> _Required action_
Please repeat each line of the data exactly, with nothing left out.

> _The input_
════

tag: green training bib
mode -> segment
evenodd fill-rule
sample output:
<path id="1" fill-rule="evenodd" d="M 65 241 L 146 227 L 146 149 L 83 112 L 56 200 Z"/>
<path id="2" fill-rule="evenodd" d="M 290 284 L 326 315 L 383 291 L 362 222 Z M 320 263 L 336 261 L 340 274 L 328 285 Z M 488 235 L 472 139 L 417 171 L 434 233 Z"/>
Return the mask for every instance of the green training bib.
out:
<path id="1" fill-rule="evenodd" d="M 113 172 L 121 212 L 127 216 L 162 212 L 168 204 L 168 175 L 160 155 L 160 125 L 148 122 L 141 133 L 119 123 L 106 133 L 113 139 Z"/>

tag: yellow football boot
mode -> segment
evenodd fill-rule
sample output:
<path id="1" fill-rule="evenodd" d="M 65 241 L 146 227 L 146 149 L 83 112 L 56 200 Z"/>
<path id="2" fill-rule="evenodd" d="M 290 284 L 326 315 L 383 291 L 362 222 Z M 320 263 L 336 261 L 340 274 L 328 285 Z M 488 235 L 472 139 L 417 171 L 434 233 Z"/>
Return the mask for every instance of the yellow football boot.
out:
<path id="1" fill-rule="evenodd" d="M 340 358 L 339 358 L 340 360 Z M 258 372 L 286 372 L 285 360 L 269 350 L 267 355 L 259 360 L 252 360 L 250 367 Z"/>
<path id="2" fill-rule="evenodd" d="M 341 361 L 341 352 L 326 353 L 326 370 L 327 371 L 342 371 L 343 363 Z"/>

════

> _Response to this exercise_
tag: green training bib
mode -> segment
evenodd fill-rule
sample output:
<path id="1" fill-rule="evenodd" d="M 65 241 L 146 227 L 146 149 L 83 112 L 56 200 Z"/>
<path id="2" fill-rule="evenodd" d="M 290 284 L 326 315 L 383 291 L 362 222 Z M 320 263 L 336 261 L 340 274 L 328 285 Z M 488 235 L 472 139 L 417 171 L 434 233 Z"/>
Return the mask for every instance of the green training bib.
out:
<path id="1" fill-rule="evenodd" d="M 113 172 L 121 212 L 127 216 L 162 212 L 168 204 L 168 175 L 160 155 L 160 125 L 148 122 L 141 133 L 119 123 L 106 133 L 113 139 Z"/>

tag: yellow football boot
mode -> segment
evenodd fill-rule
sample output:
<path id="1" fill-rule="evenodd" d="M 65 241 L 146 227 L 146 149 L 83 112 L 56 200 Z"/>
<path id="2" fill-rule="evenodd" d="M 290 284 L 326 315 L 383 291 L 362 222 Z M 320 263 L 336 261 L 340 274 L 328 285 Z M 488 235 L 472 139 L 417 171 L 434 233 Z"/>
Return the mask for every instance of the yellow football boot.
out:
<path id="1" fill-rule="evenodd" d="M 340 358 L 339 358 L 340 360 Z M 258 372 L 286 372 L 285 360 L 269 350 L 267 355 L 259 360 L 252 360 L 250 367 Z"/>
<path id="2" fill-rule="evenodd" d="M 341 361 L 341 352 L 326 353 L 326 370 L 327 371 L 342 371 L 343 363 Z"/>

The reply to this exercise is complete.